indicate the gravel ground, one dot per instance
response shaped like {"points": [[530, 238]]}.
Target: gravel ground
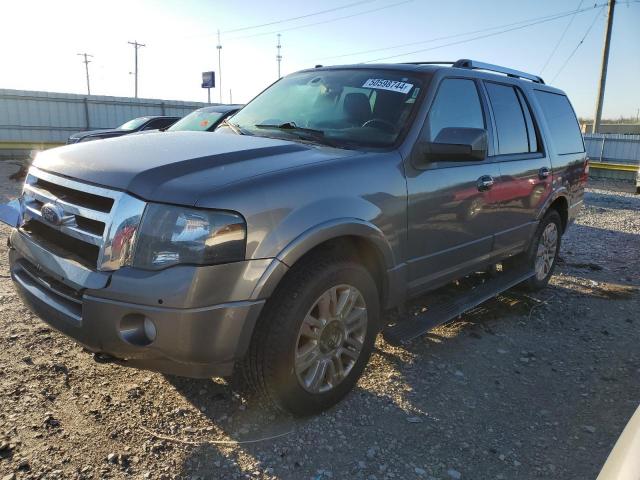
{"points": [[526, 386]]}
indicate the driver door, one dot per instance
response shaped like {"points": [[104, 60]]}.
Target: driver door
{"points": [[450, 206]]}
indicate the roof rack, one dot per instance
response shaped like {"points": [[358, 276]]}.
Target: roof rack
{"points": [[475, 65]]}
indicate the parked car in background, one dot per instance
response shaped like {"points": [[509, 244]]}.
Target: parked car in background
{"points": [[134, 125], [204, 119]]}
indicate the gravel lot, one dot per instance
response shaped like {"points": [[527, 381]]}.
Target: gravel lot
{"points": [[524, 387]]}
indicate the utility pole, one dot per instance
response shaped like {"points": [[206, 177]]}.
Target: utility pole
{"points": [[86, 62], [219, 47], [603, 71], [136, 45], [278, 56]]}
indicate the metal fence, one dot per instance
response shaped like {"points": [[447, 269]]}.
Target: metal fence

• • • • •

Arrange every line of the records above as a numbered list, skipping any blank lines. Leave the pictures out of your answer.

1. indicate the gravel ground, one dot per instance
2. response shaped like {"points": [[530, 238]]}.
3. Target: gravel ground
4. {"points": [[526, 386]]}
5. indicate the driver door, one dot per instance
6. response shaped like {"points": [[104, 60]]}.
7. Target: driver door
8. {"points": [[450, 206]]}
9. indicate the roof rack, one dot per instance
10. response shaped like {"points": [[358, 276]]}.
11. Target: roof rack
12. {"points": [[475, 65]]}
13. indicate the parked car in background, one dot per instance
14. response shaped like {"points": [[509, 244]]}.
15. Target: parked car in background
16. {"points": [[134, 125], [204, 119]]}
17. indicate the gravel lot, one dot per instance
18. response shaped like {"points": [[527, 381]]}.
19. Target: gravel lot
20. {"points": [[524, 387]]}
21. indicate the utility pole, one dot per instance
22. response shaped like {"points": [[206, 177]]}.
23. Target: utility pole
24. {"points": [[86, 62], [219, 47], [603, 71], [136, 45], [278, 56]]}
25. indicate the metal fence, one dot per instance
26. response shaped like {"points": [[447, 269]]}.
27. Target: metal fence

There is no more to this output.